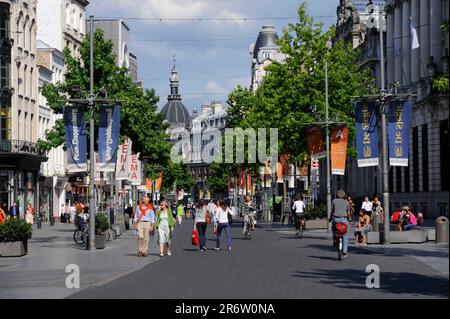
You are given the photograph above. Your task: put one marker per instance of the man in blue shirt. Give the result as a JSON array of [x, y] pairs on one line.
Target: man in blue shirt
[[144, 223]]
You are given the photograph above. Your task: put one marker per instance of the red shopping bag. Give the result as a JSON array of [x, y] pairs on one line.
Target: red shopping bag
[[195, 239]]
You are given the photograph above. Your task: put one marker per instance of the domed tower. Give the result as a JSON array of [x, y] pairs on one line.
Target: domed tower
[[174, 111]]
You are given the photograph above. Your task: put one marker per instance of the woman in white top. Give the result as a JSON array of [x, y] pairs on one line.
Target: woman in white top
[[222, 220], [200, 223], [298, 207]]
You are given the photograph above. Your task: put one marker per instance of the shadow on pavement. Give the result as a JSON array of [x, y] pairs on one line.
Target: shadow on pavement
[[390, 282]]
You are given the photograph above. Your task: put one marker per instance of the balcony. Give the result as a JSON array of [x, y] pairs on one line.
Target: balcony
[[22, 147]]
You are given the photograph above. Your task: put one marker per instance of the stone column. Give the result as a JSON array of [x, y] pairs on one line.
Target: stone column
[[415, 54], [406, 43], [389, 44], [436, 31], [424, 36], [398, 43]]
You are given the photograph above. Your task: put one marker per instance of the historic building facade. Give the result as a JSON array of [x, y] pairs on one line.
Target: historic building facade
[[263, 52], [423, 185], [20, 158]]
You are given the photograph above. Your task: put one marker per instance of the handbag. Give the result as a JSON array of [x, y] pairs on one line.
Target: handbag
[[207, 218], [195, 239]]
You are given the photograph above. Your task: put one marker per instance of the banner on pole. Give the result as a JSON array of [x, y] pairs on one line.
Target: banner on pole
[[135, 170], [366, 134], [108, 137], [123, 165], [399, 122], [75, 127], [339, 137], [315, 142]]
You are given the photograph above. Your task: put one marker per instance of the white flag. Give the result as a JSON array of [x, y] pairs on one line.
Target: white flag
[[414, 37]]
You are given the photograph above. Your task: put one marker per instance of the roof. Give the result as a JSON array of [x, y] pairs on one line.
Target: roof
[[175, 112], [267, 37]]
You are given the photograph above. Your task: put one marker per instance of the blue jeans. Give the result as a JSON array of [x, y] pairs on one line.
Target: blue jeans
[[225, 226], [345, 237], [409, 226]]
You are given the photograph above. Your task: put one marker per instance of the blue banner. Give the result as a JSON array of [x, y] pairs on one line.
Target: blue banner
[[108, 138], [399, 122], [366, 133], [75, 127]]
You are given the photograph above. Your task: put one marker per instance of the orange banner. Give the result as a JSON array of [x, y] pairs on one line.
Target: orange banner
[[316, 145], [339, 136]]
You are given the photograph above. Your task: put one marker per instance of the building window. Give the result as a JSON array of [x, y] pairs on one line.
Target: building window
[[425, 173], [415, 154], [444, 154]]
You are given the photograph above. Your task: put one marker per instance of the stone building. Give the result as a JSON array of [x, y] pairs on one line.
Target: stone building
[[423, 184], [263, 53], [20, 158]]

_ _ _ _ _

• _STATED PROBLEM_
Please repeat the data word for word from its start through the line holding "[[195, 239]]", both ends included, and leave the picture out.

• _THE OUTPUT_
You are given the photograph above. Your task: put one marker per instance of the man in blue shirt. Give the result as a JSON array of [x, y] pairs on one line.
Target: man in blue shirt
[[144, 223]]
You are given the photograph above. Your task: put one marker per instance of the red shopping bag. Give the result as a JSON array of [x, y] pairs on one line.
Target: red shopping bag
[[195, 239]]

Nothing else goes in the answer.